### Directive
Quote every line of the records below word for word, leaving out the pictures.

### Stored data
┄┄┄┄┄┄┄┄┄┄┄┄┄┄┄┄┄┄┄┄
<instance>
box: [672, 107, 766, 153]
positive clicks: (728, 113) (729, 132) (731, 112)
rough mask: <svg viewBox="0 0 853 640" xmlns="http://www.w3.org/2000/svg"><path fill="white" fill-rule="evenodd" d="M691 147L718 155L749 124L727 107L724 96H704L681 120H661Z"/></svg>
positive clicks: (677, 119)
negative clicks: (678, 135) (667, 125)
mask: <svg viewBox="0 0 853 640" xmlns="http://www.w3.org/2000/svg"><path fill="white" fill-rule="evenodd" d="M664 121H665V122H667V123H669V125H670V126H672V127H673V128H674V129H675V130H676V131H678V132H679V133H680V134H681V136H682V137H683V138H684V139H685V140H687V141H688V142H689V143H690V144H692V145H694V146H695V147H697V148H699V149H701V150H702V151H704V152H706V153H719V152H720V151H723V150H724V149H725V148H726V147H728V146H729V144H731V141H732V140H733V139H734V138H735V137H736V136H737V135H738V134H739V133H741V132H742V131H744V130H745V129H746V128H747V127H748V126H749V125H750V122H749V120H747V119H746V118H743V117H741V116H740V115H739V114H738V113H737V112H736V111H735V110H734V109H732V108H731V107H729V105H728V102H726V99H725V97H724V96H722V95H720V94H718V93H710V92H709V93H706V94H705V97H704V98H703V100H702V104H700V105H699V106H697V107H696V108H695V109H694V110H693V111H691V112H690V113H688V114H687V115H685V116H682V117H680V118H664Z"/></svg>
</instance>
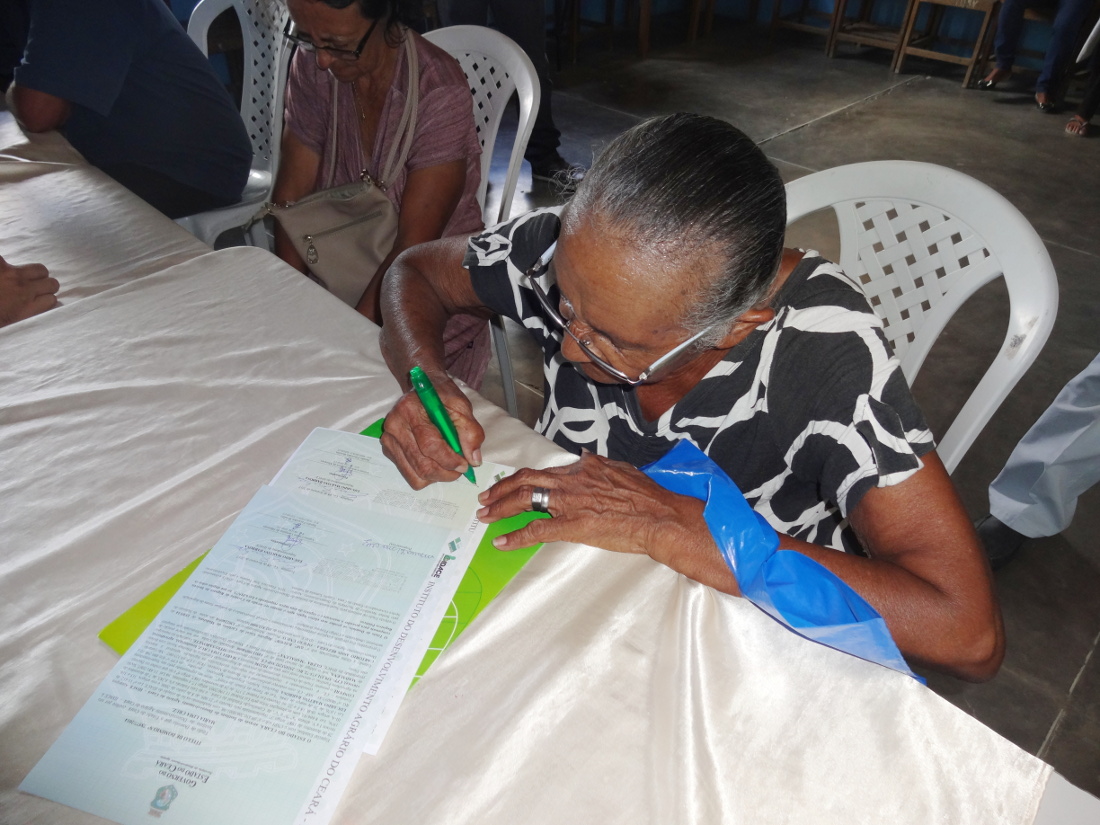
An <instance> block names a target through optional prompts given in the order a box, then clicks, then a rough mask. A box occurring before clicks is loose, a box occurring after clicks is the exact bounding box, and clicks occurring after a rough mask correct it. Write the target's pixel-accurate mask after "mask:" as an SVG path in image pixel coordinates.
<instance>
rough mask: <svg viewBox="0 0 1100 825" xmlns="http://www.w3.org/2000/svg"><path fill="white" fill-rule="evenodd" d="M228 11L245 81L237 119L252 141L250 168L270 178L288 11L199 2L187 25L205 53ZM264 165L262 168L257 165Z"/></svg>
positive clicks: (265, 7) (277, 122) (282, 3)
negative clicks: (239, 115) (243, 54)
mask: <svg viewBox="0 0 1100 825" xmlns="http://www.w3.org/2000/svg"><path fill="white" fill-rule="evenodd" d="M228 9H233V10H234V11H235V12H237V18H238V21H239V22H240V24H241V42H242V47H243V50H244V78H243V83H242V89H241V119H242V120H243V121H244V127H245V129H246V130H248V132H249V138H250V139H251V141H252V153H253V166H260V165H263V166H266V167H267V169H268V171H271V172H274V163H275V158H276V157H277V153H278V141H279V140H281V135H279V134H276V133H275V124H277V123H278V124H281V123H282V112H278V111H276V110H277V109H279V108H282V100H283V95H282V89H281V87H279V83H281V80H282V77H281V75H282V73H281V72H279V66H281V57H282V55H283V52H284V48H285V44H284V42H283V27H284V26H285V24H286V19H287V11H286V7H285V5H284V4H283V3H277V2H272V0H201V2H199V4H198V5H196V7H195V11H194V12H193V13H191V19H190V21H189V22H188V24H187V33H188V34H189V35H190V37H191V40H193V41H195V43H196V44H197V45H198V47H199V48H200V50H202V53H204V54H207V53H208V51H207V50H208V38H209V29H210V24H211V23H212V22H213V21H215V19H216V18H218V15H220V14H221V13H222V12H224V11H226V10H228ZM261 161H266V163H263V164H262V163H260V162H261Z"/></svg>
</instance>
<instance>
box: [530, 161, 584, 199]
mask: <svg viewBox="0 0 1100 825" xmlns="http://www.w3.org/2000/svg"><path fill="white" fill-rule="evenodd" d="M584 172H585V169H584V168H583V167H581V166H576V165H574V164H571V163H570V162H569V161H566V160H565V158H564V157H562V156H561V155H559V154H554V156H553V157H551V158H550V160H549V161H547V162H546V163H538V164H533V163H532V164H531V177H532V178H536V179H538V180H549V182H550V183H551V184H557V185H558V186H560V187H561V188H562V189H565V190H572V189H575V188H576V185H577V184H579V183H581V182H582V180H584Z"/></svg>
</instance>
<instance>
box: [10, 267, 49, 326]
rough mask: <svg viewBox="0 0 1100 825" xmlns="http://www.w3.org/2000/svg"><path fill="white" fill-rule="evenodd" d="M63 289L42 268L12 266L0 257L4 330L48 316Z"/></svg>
mask: <svg viewBox="0 0 1100 825" xmlns="http://www.w3.org/2000/svg"><path fill="white" fill-rule="evenodd" d="M59 288H61V285H59V284H58V283H57V279H56V278H52V277H50V273H48V272H47V271H46V267H45V266H43V265H42V264H26V265H24V266H12V265H11V264H9V263H8V262H5V261H4V260H3V259H2V257H0V327H4V326H7V324H9V323H14V322H15V321H22V320H23V319H24V318H30V317H31V316H35V315H38V313H40V312H45V311H46V310H47V309H50V308H51V307H53V306H54V305H55V304H57V297H56V293H57V290H58V289H59Z"/></svg>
┄┄┄┄┄┄┄┄┄┄┄┄┄┄┄┄┄┄┄┄
### Result
<instance>
box: [672, 107, 766, 153]
positive clicks: (728, 113) (729, 132) (731, 112)
rough mask: <svg viewBox="0 0 853 640" xmlns="http://www.w3.org/2000/svg"><path fill="white" fill-rule="evenodd" d="M691 147L718 155L749 124L727 107L724 96H704L681 120H661Z"/></svg>
positive clicks: (677, 119)
negative clicks: (678, 135) (667, 125)
mask: <svg viewBox="0 0 853 640" xmlns="http://www.w3.org/2000/svg"><path fill="white" fill-rule="evenodd" d="M664 121H665V122H667V123H669V125H670V126H672V127H673V128H674V129H675V130H676V131H678V132H679V133H680V134H681V136H682V137H683V138H684V139H685V140H687V141H688V142H689V143H690V144H692V145H694V146H695V147H697V148H699V149H701V150H702V151H704V152H706V153H719V152H720V151H723V150H724V149H725V148H726V147H728V146H729V144H731V141H732V140H733V139H734V138H735V137H736V136H737V135H738V134H739V133H741V132H742V131H744V130H745V129H746V128H747V127H748V126H749V125H750V122H749V120H747V119H746V118H743V117H741V116H740V115H739V114H738V113H737V112H736V111H735V110H734V109H732V108H731V107H729V105H728V102H726V99H725V97H724V96H722V95H720V94H718V93H710V92H709V93H706V94H705V97H704V98H703V100H702V104H700V105H699V106H697V107H696V108H695V109H694V110H693V111H691V112H690V113H688V114H687V115H685V116H682V117H680V118H664Z"/></svg>
</instance>
An <instance> block names a target through optional prompts given in the order a box, then clicks, then a rough mask. A box occurring before clicks is loose, a box occurring after clicks is the exact bounding box, and clicks occurring after a rough mask correct it. Write the target's pixel-accurate mask after "mask:" as an SVG path in image pixel coordinates.
<instance>
rough mask: <svg viewBox="0 0 1100 825" xmlns="http://www.w3.org/2000/svg"><path fill="white" fill-rule="evenodd" d="M228 11L245 81L237 119L252 141L250 168L270 178L288 11L199 2L187 25L205 53ZM264 165L262 168L257 165Z"/></svg>
positive clicks: (265, 7) (277, 122) (282, 3)
negative clicks: (239, 115) (243, 54)
mask: <svg viewBox="0 0 1100 825" xmlns="http://www.w3.org/2000/svg"><path fill="white" fill-rule="evenodd" d="M228 9H233V10H234V11H235V12H237V18H238V21H239V22H240V24H241V42H242V47H243V50H244V78H243V83H242V89H241V119H242V120H243V121H244V127H245V129H246V130H248V132H249V138H250V139H251V141H252V153H253V166H260V165H263V166H266V167H267V169H268V171H271V172H274V163H275V158H276V157H277V153H278V141H279V140H281V135H279V134H276V133H275V124H277V123H278V124H281V123H282V112H278V111H276V110H277V109H279V108H282V100H283V95H282V89H281V87H279V83H281V80H282V77H281V75H282V73H281V72H279V66H281V57H282V55H283V52H284V48H285V44H284V42H283V27H284V26H285V24H286V19H287V11H286V7H285V5H284V4H283V3H277V2H272V0H201V2H199V4H198V5H196V7H195V11H194V12H193V13H191V19H190V21H189V22H188V24H187V33H188V34H189V35H190V37H191V40H193V41H195V43H196V44H197V45H198V47H199V48H200V50H202V53H204V54H207V53H208V51H207V50H208V38H209V29H210V24H211V23H212V22H213V21H215V19H216V18H218V15H220V14H221V13H222V12H224V11H226V10H228ZM261 161H266V163H263V164H262V163H260V162H261Z"/></svg>
</instance>
<instance>
box: [530, 161, 584, 199]
mask: <svg viewBox="0 0 1100 825" xmlns="http://www.w3.org/2000/svg"><path fill="white" fill-rule="evenodd" d="M584 172H585V169H584V168H583V167H581V166H576V165H574V164H571V163H570V162H569V161H566V160H565V158H564V157H562V156H561V155H559V154H554V156H553V157H551V158H550V160H549V161H547V162H546V163H538V164H533V163H532V164H531V177H532V178H536V179H538V180H549V182H550V183H551V184H557V185H558V186H560V187H561V188H562V189H565V190H572V189H575V188H576V185H577V184H579V183H581V182H582V180H584Z"/></svg>
</instance>
<instance>
box: [10, 267, 49, 326]
rough mask: <svg viewBox="0 0 1100 825" xmlns="http://www.w3.org/2000/svg"><path fill="white" fill-rule="evenodd" d="M63 289L42 268L12 266L0 257L4 330L48 316Z"/></svg>
mask: <svg viewBox="0 0 1100 825" xmlns="http://www.w3.org/2000/svg"><path fill="white" fill-rule="evenodd" d="M59 288H61V285H59V284H58V283H57V279H56V278H52V277H50V273H48V272H47V271H46V267H45V266H43V265H42V264H26V265H24V266H12V265H11V264H9V263H8V262H5V261H4V260H3V259H2V257H0V327H4V326H7V324H9V323H14V322H15V321H22V320H23V319H24V318H30V317H31V316H35V315H38V313H40V312H45V311H46V310H47V309H50V308H51V307H53V306H54V305H55V304H57V297H56V293H57V290H58V289H59Z"/></svg>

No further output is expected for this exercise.